SELECTED EXTRACT:
____________________
Let $m\in L_a^2(\mathbb{R}^n),a>\frac{n}{2}$ and $\lambda>0$. We define the operator:
\begin{align*} T_{\lambda m}:L^2(\mathbb{R}^n)&\rightarrow L^2(\mathbb{R}^n) \\ f&\mapsto T_{\lambda m}(f) \end{align*} where $\widehat{T_{\lambda m}(f)}(\xi)=m(\lambda\xi)\hat{f}(\xi)$. Then $\forall~u:\mathbb{R}^n\to\mathbb{C}$: $$\int_{\mathbb{R}^n}|T_{\lambda m}(f)(\xi)|^2u(\xi)d\xi\leq C\int_{\mathbb{R}^n}|f(\xi)|^2\mathcal{M}u(\xi)d\xi$$ where $C>0$ is a constant which is independent from $u$ and $\lambda$ and $\mathcal{M}$ is the Hardy-Littlewood maximal operator which is defined as: $$\mathcal{M}(f)(x)=\sup_{x\in Q}\frac{1}{|Q|}\int_{Q}|f(\xi)|d\xi$$ where $Q$ is any cube containing $x$, and: $$L_a^2(\mathbb{R}^n)=\lbrace g:L^2(\mathbb{R}^n)\to L^2(\mathbb{R}^n)\mid (1+|\xi|^2)^{a/2}\hat{g}(\xi)\in L^2(\mathbb{R}^n)\rbrace$$

Proof: If $K =\hat{m}$ in then by our hypothesis, $(1 + |x|^2 )^{a/2}K(x) = R(x)\in L^2(\mathbb{R}^n)$ , and the kernel of $T_{\lambda m}$ is $\lambda^{-n}K(\lambda^{-1}x)$. Hence: $$\int_{\mathbb{R}^n}|T_{\lambda m}(f)(\xi)|^2u(\xi)d\xi=\int_{\mathbb{R}^n}\left|\int_{\mathbb{R}^n}\frac{\lambda^{-n} R(\lambda^{-1}(\xi-x))}{(1+\left|\lambda^{-1}(\xi-x)\right|)^{a/2}}f(x)dx\right|^2u(\xi)d\xi\leq$$ $$\leq||m||_{L_a^2}^2\int_{\mathbb{R}^n}\int_{\mathbb{R}^n}\frac{\lambda^{-n}|f(x)|^2}{(1+\left|\lambda^{-1}(\xi-x)\right|)^{a/2}}dx u(\xi)d\xi\leq C_a ||m||_{L_a^2}^2\int_{\mathbb{R}^n}|f(x)|^2Mu(x)dx $$

Honestly I am quite lost with the proof, since it skips many steps and it is hard for me to read it. It seems obvious that the first inequality should involve Cauchy-Scwarz and that the second inequality should involve Fubinni, but I am not able to write all the steps, especially the first equality has zero sense for me, since I can't get any of these symbols in my calculations. Sorry if I can't give many thoughts, but I don't have anything better. One of the things that annoys me is that I can't see what is the point of knowing what the kernel of $T_\lambda$ is.
____________________
CHALLENGE 1:
Copy the lines of the listing word for word, starting at the line that contains "of the knuckle" and ending at the line that contains "[(139, 119)]".
The listing is unrelated to the post.
____________________
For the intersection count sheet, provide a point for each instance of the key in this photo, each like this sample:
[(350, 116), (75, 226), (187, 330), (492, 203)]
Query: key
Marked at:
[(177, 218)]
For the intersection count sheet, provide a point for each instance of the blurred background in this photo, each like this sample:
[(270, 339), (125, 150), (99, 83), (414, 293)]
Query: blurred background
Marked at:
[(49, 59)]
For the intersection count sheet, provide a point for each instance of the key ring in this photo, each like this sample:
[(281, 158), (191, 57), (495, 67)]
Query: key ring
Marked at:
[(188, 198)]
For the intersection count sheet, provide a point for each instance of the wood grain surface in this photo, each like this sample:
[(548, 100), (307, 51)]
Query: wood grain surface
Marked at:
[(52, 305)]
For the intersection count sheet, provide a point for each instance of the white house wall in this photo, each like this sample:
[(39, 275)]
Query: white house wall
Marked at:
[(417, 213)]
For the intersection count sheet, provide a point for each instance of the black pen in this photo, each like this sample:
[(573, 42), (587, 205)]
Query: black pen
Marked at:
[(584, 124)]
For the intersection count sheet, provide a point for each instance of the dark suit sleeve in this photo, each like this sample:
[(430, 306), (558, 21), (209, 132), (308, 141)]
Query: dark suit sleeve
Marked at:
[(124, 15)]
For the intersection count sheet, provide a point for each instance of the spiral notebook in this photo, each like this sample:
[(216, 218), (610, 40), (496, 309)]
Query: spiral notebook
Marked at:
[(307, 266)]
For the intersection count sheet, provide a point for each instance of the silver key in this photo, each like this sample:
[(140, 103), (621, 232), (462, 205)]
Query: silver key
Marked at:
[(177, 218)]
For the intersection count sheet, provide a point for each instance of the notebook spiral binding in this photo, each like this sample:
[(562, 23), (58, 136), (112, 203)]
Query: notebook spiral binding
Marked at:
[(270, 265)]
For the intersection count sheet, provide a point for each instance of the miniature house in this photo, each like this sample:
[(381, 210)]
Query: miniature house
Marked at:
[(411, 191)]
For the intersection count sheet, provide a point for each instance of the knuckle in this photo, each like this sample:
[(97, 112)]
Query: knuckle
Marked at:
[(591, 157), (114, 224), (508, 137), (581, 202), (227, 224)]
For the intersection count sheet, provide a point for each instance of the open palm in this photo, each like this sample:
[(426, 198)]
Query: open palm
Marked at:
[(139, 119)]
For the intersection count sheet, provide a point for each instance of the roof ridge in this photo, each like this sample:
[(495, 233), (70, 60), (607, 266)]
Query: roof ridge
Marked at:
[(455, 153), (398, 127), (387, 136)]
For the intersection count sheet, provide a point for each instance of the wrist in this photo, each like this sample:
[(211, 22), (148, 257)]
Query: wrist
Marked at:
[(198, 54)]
____________________
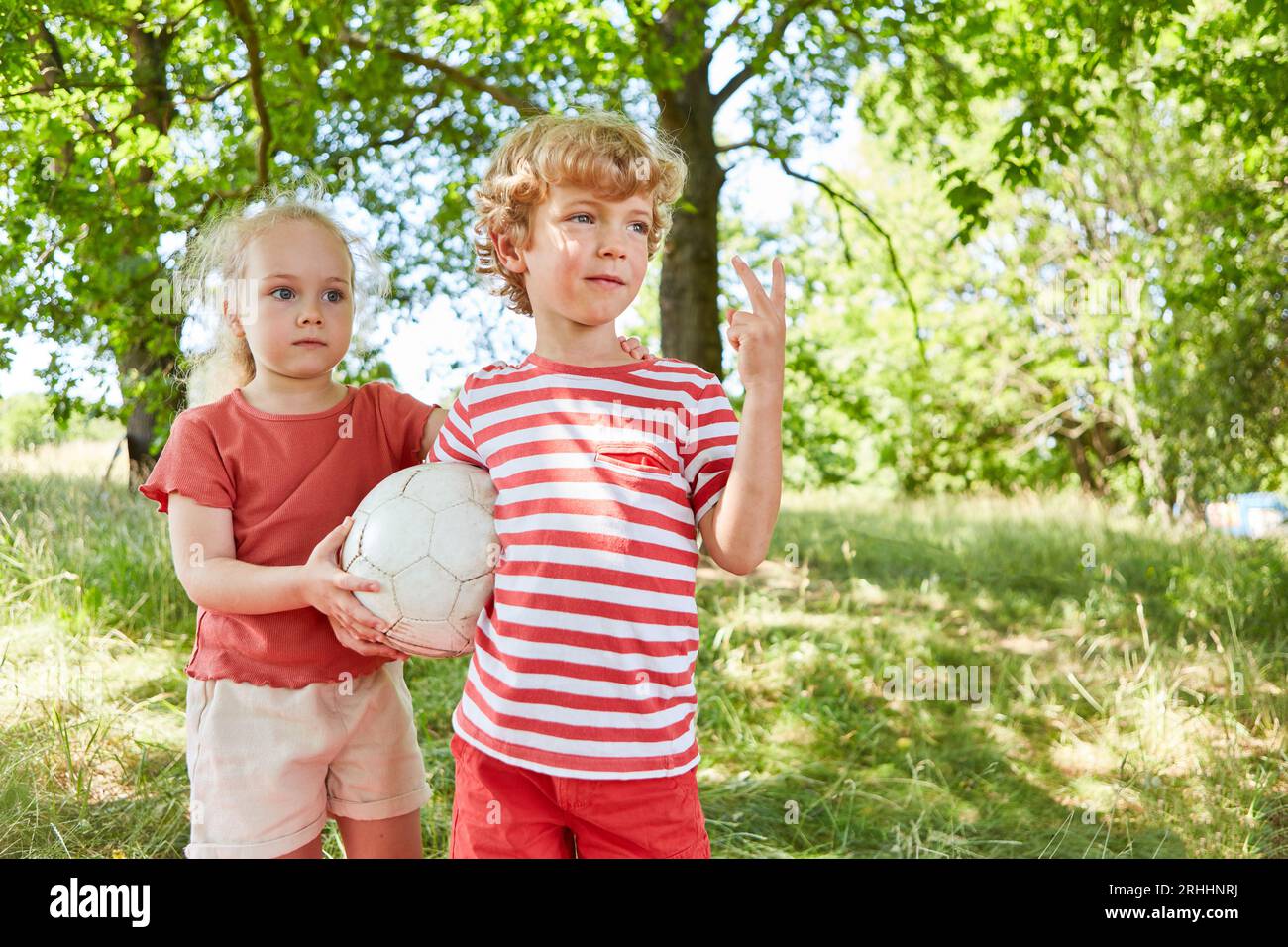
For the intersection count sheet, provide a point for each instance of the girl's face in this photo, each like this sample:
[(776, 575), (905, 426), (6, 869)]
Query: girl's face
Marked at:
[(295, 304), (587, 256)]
____________________
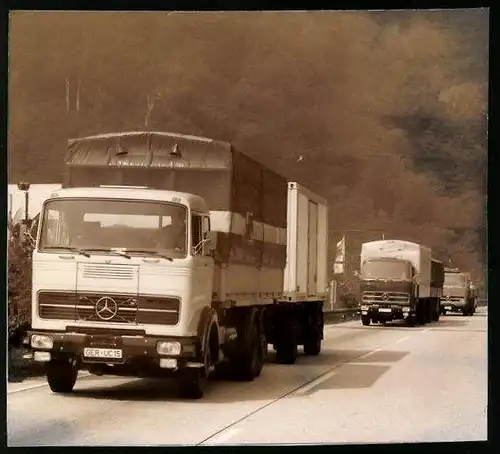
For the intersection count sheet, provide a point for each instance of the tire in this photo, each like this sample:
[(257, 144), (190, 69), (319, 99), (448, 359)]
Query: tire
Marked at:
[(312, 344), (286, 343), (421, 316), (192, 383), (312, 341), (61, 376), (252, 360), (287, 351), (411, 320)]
____________________
CHALLENGE 2:
In the post, replace "annoys" with "bothers" and write out the passage starting at "Honestly I am" and ending at "of $T_\lambda$ is.".

EXERCISE ANSWER 1:
For the intersection count sheet, provide a point for each instance of the knuckle in this photo, each like this sample:
[(97, 112)]
Query: knuckle
Marked at:
[(591, 157), (114, 224), (508, 137), (581, 202), (227, 224)]
For the intersection count sheet, provide a point for each instance of the open palm in this photo, each like this sample:
[(426, 198)]
Query: open palm
Marked at:
[(139, 119)]

EXERCISE ANSWER 2:
Honestly I am quite lost with the proof, since it skips many steps and it is hard for me to read it. It seems obvious that the first inequality should involve Cauchy-Scwarz and that the second inequality should involve Fubinni, but I am not able to write all the steps, especially the first equality has zero sense for me, since I can't get any of these symbols in my calculations. Sorry if I can't give many thoughts, but I don't have anything better. One of the things that bothers me is that I can't see what is the point of knowing what the kernel of $T_\lambda$ is.